■ **Reading text**
>> BEGIN

Furry Hearts, a Cedar County 501(c)(3) not-for-profit animal organization which rescues, networks and transports dogs in need, now has a new set of wheels to help out its furry friends on the road.

Becca Loane, a Furry Hearts team member, said her relative — who is a musician — donated a 2006 Chevy Express van to Furry Hearts after he realized he was not using the van anymore.

“It’s got some miles on it, but it’s in good shape right now, and we plan on running it until it hits the dirt and doesn’t come back up,” Loane said.

With a chuckle, Loane said the van will be able to hold “a lot,” of dogs, estimating around six or eight big dogs could probably fit inside, and a litter of puppies would absolutely fit.

As it turns out, transportation is a vital heartbeat of Furry Hearts; Loane said local dogs who are rescued by her organization are networked to other rescue organizations “all over the country.”

>> END

■ **Supplied material**
>> BEGIN

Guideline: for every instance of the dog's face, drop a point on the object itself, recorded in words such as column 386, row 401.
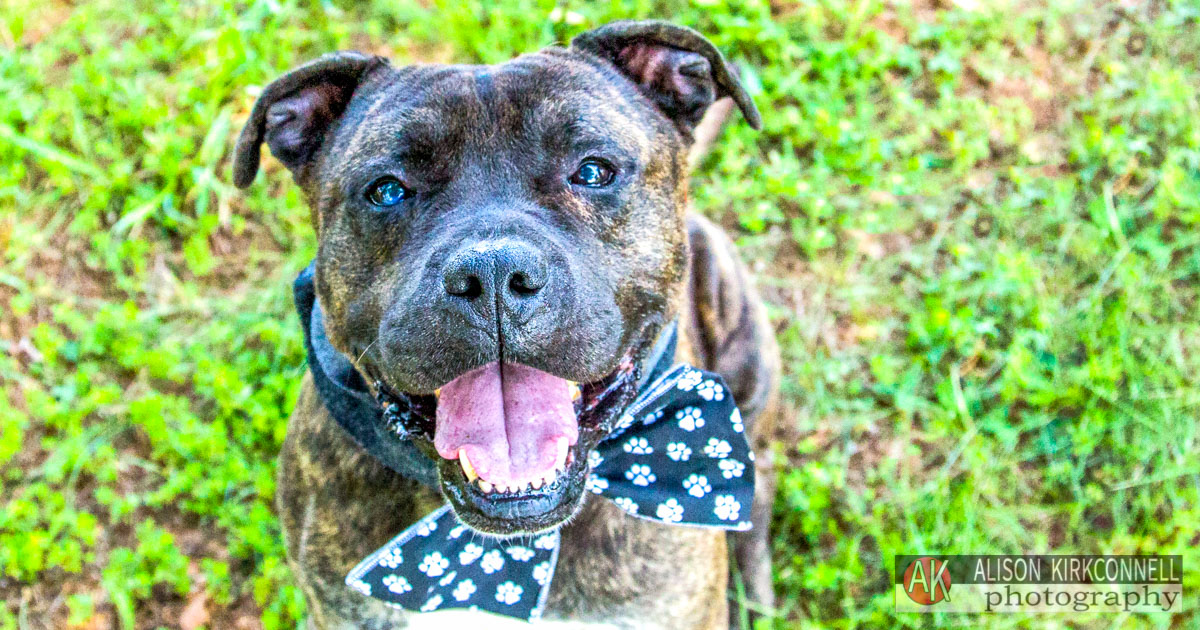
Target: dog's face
column 499, row 245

>> END

Write the next part of the article about the van donated to Furry Hearts, picking up after its last sentence. The data comes from a different source than the article.

■ **Written response**
“When there’s a rescue that has room and thinks that [there] would be a good dog for them to be able to adopt out, then they say, ‘Hey, I’ll take that one,’ and then we figure out how to get it to them,” Loane said.

Sometimes, Furry Hearts has hired transportation companies to accomplish this task — especially when there are many animals to transport.

“We try to send two or four dogs at a time to the same rescue just so we can save on transport costs a little bit,” Loane said. “In the last couple of years, we’ve sent to Washington state, we’ve sent to Colorado several times, Minnesota, Wisconsin, Nebraska, Illinois, New Jersey — basically, both coasts.”

Almost all of the dogs Furry Hearts has worked with has been within a 40-mile radius of Stockton, Loane said.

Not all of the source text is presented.